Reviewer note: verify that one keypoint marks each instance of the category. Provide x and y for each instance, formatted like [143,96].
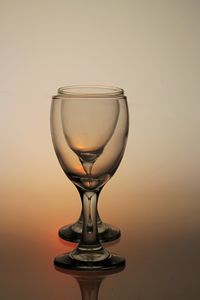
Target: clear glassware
[89,283]
[89,126]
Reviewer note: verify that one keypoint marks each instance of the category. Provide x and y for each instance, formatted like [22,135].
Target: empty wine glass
[89,126]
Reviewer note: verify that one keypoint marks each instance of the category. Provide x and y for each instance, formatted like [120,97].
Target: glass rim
[91,91]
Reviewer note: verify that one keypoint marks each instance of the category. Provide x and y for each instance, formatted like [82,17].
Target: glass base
[66,261]
[72,232]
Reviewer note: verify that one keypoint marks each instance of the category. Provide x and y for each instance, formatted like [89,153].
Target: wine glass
[89,283]
[89,126]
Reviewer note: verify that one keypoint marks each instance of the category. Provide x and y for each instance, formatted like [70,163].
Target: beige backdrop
[150,49]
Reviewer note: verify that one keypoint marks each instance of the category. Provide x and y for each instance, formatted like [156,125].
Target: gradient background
[152,50]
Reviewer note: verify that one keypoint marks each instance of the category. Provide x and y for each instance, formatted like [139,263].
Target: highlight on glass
[89,127]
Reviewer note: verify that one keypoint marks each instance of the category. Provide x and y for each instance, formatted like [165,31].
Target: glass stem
[90,230]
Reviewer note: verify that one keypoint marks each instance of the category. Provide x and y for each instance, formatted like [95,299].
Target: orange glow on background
[151,50]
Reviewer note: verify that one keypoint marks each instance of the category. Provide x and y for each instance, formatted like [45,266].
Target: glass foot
[72,232]
[112,262]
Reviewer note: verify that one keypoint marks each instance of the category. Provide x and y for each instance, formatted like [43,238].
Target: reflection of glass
[90,282]
[89,126]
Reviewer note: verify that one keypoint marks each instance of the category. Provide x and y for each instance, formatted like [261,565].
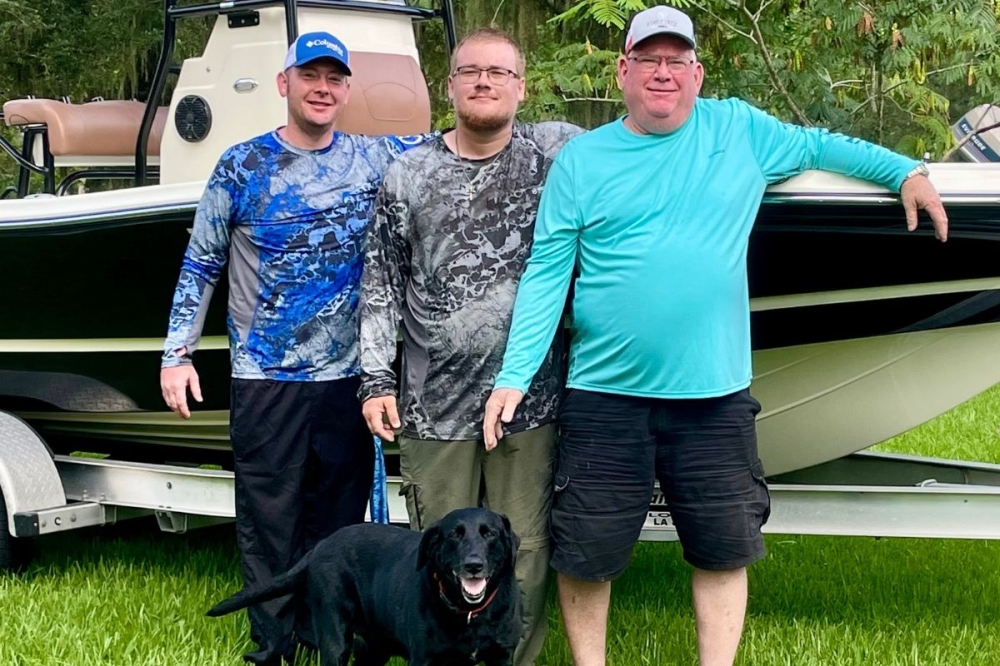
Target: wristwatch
[919,170]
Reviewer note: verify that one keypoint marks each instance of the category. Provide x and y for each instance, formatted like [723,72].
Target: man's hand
[174,383]
[376,411]
[918,192]
[499,410]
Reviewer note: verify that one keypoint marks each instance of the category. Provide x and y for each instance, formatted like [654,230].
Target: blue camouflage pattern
[378,507]
[290,224]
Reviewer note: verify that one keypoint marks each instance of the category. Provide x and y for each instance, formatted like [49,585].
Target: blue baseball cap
[315,45]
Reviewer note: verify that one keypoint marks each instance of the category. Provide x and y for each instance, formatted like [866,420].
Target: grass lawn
[129,595]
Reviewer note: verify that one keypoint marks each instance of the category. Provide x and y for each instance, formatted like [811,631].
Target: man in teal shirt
[654,211]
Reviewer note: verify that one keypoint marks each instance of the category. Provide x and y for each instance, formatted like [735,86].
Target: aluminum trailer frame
[864,494]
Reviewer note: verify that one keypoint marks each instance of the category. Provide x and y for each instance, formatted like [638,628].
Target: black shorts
[704,454]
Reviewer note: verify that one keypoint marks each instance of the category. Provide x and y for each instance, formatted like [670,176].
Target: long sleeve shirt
[290,224]
[445,255]
[657,227]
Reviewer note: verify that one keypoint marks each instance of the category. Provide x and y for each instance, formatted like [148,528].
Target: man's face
[660,97]
[486,101]
[316,92]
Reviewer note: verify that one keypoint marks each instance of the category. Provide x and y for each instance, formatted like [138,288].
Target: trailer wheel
[15,554]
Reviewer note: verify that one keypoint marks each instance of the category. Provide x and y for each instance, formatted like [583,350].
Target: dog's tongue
[473,586]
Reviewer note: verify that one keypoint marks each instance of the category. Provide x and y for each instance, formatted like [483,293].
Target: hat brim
[684,38]
[337,61]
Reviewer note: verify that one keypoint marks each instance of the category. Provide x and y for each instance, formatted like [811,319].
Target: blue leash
[379,503]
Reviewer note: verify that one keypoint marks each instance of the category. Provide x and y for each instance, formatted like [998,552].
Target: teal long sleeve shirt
[656,228]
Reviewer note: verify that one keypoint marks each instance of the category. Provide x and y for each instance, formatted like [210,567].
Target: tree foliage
[898,72]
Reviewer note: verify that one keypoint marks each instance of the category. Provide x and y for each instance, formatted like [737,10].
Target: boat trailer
[863,494]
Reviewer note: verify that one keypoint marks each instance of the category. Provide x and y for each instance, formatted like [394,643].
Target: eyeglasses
[649,64]
[498,76]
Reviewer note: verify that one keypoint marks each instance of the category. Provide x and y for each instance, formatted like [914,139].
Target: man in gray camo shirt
[451,234]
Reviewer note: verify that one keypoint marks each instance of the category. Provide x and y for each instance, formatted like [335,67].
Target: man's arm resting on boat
[784,150]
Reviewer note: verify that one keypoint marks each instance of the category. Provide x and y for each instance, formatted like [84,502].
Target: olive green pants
[514,479]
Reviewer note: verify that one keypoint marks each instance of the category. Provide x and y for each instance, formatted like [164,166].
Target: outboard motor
[985,146]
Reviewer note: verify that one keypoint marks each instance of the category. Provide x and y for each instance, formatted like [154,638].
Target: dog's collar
[462,611]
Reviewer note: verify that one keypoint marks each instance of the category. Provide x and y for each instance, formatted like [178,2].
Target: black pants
[304,462]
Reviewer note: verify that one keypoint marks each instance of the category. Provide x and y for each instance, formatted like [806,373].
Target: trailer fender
[28,477]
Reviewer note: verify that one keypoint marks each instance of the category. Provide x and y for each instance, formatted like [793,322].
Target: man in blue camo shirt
[288,210]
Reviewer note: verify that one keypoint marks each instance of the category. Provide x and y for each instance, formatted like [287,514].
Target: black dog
[447,596]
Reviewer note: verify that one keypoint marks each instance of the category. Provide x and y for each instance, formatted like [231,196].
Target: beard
[310,127]
[478,121]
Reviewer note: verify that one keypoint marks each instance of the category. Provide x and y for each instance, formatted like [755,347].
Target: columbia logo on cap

______________________________

WHAT THIS TASK INVOLVES
Rewrite every line of all the records above as a numbered list, skipping blank lines and leaving the pictures out.

FULL OUTPUT
1. Reviewer note: verify that one keypoint marks each instance of the category. Provide x and y for each instance, formatted like [143,96].
2. Target: clear glassware
3. [89,283]
4. [89,126]
5. Reviewer note: verify that one keypoint marks each instance of the category. Provide x and y for each instance, formatted like [22,135].
6. Target: empty wine glass
7. [89,126]
8. Reviewer note: verify that one keypoint marks each instance of the category. Provide x and y for each instance, formatted like [120,97].
9. Target: glass rim
10. [91,91]
11. Reviewer note: verify that one keypoint marks each instance of the category. Provide x and y for each instance, formatted like [82,17].
12. Target: glass base
13. [66,261]
14. [72,232]
15. Reviewer note: verify that one keypoint marks each instance of the category. Provide x and y for each instance, formatted like [89,153].
16. Target: wine glass
17. [89,283]
18. [89,126]
19. Reviewer note: verify that one keypoint marks each instance of the category. Provide x and y for each instance, formatted like [70,163].
20. Target: beige backdrop
21. [150,49]
22. Reviewer note: verify that one keypoint marks each instance of the category. Provide x and y for each instance, formatted like [156,125].
23. Target: gradient background
24. [152,50]
25. Reviewer note: verify that one keypoint marks each instance of the category. Provide x and y for each instance, formatted like [139,263].
26. Target: highlight on glass
27. [89,127]
28. Reviewer note: verify that one keypoint marks each instance of the category. Provide x and y for each instance, formatted like [165,31].
29. Target: glass stem
30. [90,230]
31. Reviewer note: verify that one keypoint marks each instance of the category. Provide x and y for each instance, formatted like [95,299].
32. Target: orange glow on background
33. [151,50]
34. Reviewer note: verify that one keypoint marks each instance of the category. Provide x and y for each instance, formatted like [45,266].
35. Target: glass foot
36. [72,232]
37. [112,262]
38. Reviewer note: verify that one keypoint marks each instance of the category. Provide x and y for each instance, formatted like [43,238].
39. Target: reflection of glass
40. [90,282]
41. [89,126]
42. Reviewer note: verify that one keypoint marks each instance of the category. Provide x and y for each instance, formatted like [261,565].
43. Target: wristwatch
44. [919,170]
45. Reviewer note: verify that one keypoint marks each instance of the category. Provide x and y for each instance, formatted like [723,72].
46. Target: man's hand
47. [174,383]
48. [376,411]
49. [918,192]
50. [499,410]
51. Reviewer note: verify that one keypoint marks each instance of the category. Provide x and y for each instance, formatted like [654,230].
52. Target: blue camouflage pattern
53. [378,507]
54. [290,224]
55. Reviewer note: verify that one keypoint marks each instance of the category. Provide x and y for each instance, formatted like [49,585].
56. Target: blue baseball cap
57. [315,45]
58. Reviewer note: verify that one keypoint marks each instance of the category. Provide x and y for each instance, formatted like [866,420].
59. Target: grass lawn
60. [129,595]
61. Reviewer note: verify that one keypoint marks each instance of the category. Provide x and y for each instance, formatted like [811,631].
62. Target: man in teal shirt
63. [654,211]
64. Reviewer note: verify that one keypoint marks each instance of the category. Provide x and y for each instance, formatted like [735,86].
65. Target: aluminum trailer frame
66. [864,494]
67. Reviewer note: verify that one keypoint marks each instance of the category. Provide x and y for each instance, formatted like [638,628].
68. Target: black shorts
69. [704,454]
70. Reviewer note: verify that one keypoint marks each instance of the category. Provide x and y for each instance, formatted like [670,176].
71. Target: long sleeve shirt
72. [290,224]
73. [445,255]
74. [657,227]
75. Reviewer note: verify that one keypoint marks each instance of the category. Provide x and y for each instance, formatted like [148,528].
76. Target: man's face
77. [660,97]
78. [486,101]
79. [316,92]
80. Reviewer note: verify that one keypoint marks each instance of the category. Provide x and y for each instance, formatted like [138,288].
81. Target: trailer wheel
82. [15,554]
83. Reviewer note: verify that one keypoint marks each instance of the category. Provide x and y for each instance, formatted like [583,350].
84. Target: dog's tongue
85. [473,586]
86. Reviewer note: verify that one keypoint marks each instance of the category. Provide x and y for each instance, formatted like [483,293].
87. Target: hat brim
88. [684,38]
89. [337,61]
90. Reviewer note: verify that one keypoint marks each instance of the category. Provide x and y for each instance, formatted like [811,319].
91. Target: blue leash
92. [379,503]
93. Reviewer note: verify that one keypoint marks each instance of the category. Provide x and y for each instance, formatted like [998,552].
94. Target: teal long sleeve shirt
95. [656,228]
96. Reviewer note: verify that one keypoint marks each instance of the category. Provide x and y for each instance, formatted like [210,567].
97. Target: tree foliage
98. [898,72]
99. Reviewer note: verify that one keypoint marks each instance of the category. Provide x and y for each instance, formatted like [737,10].
100. Target: boat trailer
101. [863,494]
102. Reviewer note: verify that one keypoint marks each instance of the category. Provide x and y for each instance, formatted like [394,643].
103. Target: eyeglasses
104. [649,64]
105. [498,76]
106. Reviewer note: verify that one keypoint marks each instance of the category. Provide x and y for each instance, formatted like [914,139].
107. Target: man in gray camo shirt
108. [451,234]
109. Reviewer note: verify that one keypoint marks each instance of the category. Provide x and y for each instance, formatted like [335,67].
110. Target: man's arm resting on boat
111. [784,150]
112. Reviewer note: verify that one keypoint marks each instance of the category. Provide x and y for each instance, formatted like [84,502].
113. Target: olive green pants
114. [514,479]
115. Reviewer note: verify that one keypoint marks each instance of the category. Provide x and y for each instance, formatted like [164,166].
116. Target: outboard motor
117. [985,146]
118. Reviewer note: verify that one keypoint marks each instance of the category. Provide x and y for each instance, formatted like [154,638].
119. Target: dog's collar
120. [462,611]
121. Reviewer note: verify that one keypoint marks each instance of the category. Provide x and y for each instance, formatted like [178,2].
122. Target: black pants
123. [304,462]
124. Reviewer note: verify that one keypoint marks each instance of the category. Provide x and y for each instance, formatted like [806,373].
125. Target: trailer fender
126. [28,477]
127. Reviewer note: verify that one keypoint marks each instance of the category. Provide x and y for each instance, formatted like [793,322].
128. Target: man in blue camo shirt
129. [288,210]
130. Reviewer note: verify that one keypoint marks each instance of the category. Provide x and y for each instance, formatted like [287,514].
131. Target: black dog
132. [447,596]
133. Reviewer note: verify that one keypoint marks each instance of the category. Provide x and y for each instance, formatted like [231,196].
134. Target: beard
135. [310,127]
136. [478,121]
137. Reviewer note: verify that one keypoint marks each instance of the category. Provide x and y for each instance, formatted like [755,347].
138. Target: columbia logo on cap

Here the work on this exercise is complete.